--- START OF Document extract ---
Thursday June 25, 2009
Replicate your keys to multiple memcached servers.
If you look at a how the (community version) of memcached works, all servers are completely isolated from each other. They don't know (or care) about the existence of other servers, and all advanced logic is implemented by the clients. This removes a lot of complexity from the server, resulting in a small clean source base with few bugs. You will also find this simple design in the client-server protocol, reducing what you can try to implement in the server.
If you scan the mailing lists you will find that requests for replication seems to pop up with a regular interval, so I decided to give it a shot. Personally I am not too interested in a full replicated scenario (where you have all of your keys stored on multiple machines), because I think you would be wasting too much space. I think a mixed mode is more interesting, where you store only a few of the items on multiple servers; and this is what I implemented.
--- END OF Document extract ---
▶ [Aim 1]
Summarize the memcached post in two sentences.
▶ [Aim 2]
Recast the paragraph of the memcached post beginning "If you scan the mailing lists" as a short bulleted list that keeps its main facts.
--- START OF Supplied records ---
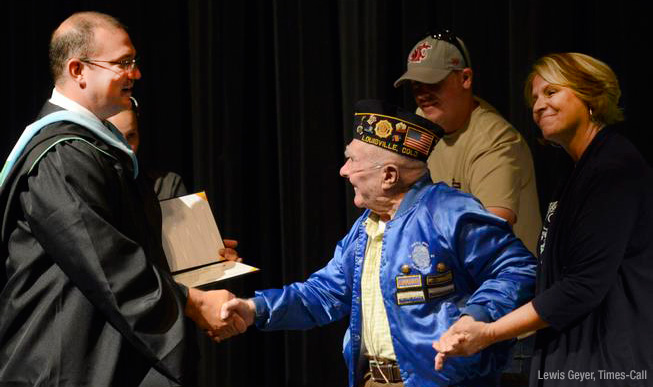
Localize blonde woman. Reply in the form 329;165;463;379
434;53;653;387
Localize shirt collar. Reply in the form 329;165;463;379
50;87;104;125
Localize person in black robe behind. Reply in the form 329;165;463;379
0;12;245;387
434;53;653;387
107;97;188;200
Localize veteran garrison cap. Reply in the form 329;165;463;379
394;30;472;87
354;99;444;161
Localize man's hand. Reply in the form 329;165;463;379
433;316;493;370
184;288;247;342
218;239;243;262
220;298;256;326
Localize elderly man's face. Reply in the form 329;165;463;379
84;27;141;119
340;140;383;209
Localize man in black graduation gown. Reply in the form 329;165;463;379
0;12;244;387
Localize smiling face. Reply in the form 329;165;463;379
411;69;473;133
340;140;383;209
531;75;590;148
83;26;141;119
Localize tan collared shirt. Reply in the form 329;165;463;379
361;214;396;360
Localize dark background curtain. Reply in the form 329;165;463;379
0;0;653;386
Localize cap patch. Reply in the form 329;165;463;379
408;42;433;63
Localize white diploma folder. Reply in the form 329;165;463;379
160;192;258;287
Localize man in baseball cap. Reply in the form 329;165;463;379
394;30;542;386
222;100;535;387
394;30;542;258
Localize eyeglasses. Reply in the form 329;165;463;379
427;29;472;67
79;58;138;72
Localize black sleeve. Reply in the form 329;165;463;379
533;164;642;330
20;141;185;379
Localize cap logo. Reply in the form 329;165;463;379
408;42;432;63
374;120;392;138
404;128;433;155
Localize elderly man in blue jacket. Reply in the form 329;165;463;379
222;100;536;387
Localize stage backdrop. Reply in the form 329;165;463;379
0;0;653;386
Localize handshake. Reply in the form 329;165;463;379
184;288;256;343
184;239;256;343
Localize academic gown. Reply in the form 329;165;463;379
0;103;194;387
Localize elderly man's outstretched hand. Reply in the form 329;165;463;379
433;315;492;370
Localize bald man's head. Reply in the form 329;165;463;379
50;12;126;83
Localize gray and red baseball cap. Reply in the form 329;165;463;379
394;30;471;87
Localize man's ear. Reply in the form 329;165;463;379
66;58;86;88
381;164;399;189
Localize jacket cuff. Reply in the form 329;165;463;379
251;296;270;326
460;304;492;323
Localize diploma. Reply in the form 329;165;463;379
160;192;258;287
--- END OF Supplied records ---
▶ [Complete response 1]
In the community version of memcached, servers are completely isolated from one another, and all advanced logic is handled by the clients, which keeps the server source small and clean with few bugs. Because requests for replication come up regularly on the mailing lists, the author implemented a mixed mode that stores only a few items on multiple servers instead of full replication, which the author sees as wasting too much space.

▶ [Complete response 2]
- Requests for replication come up regularly on the mailing lists, so the author decided to try it.
- The author is not very interested in full replication (all keys stored on multiple machines), believing it wastes too much space.
- The author finds a mixed mode more interesting, with only a few items stored on multiple servers, and implemented that approach.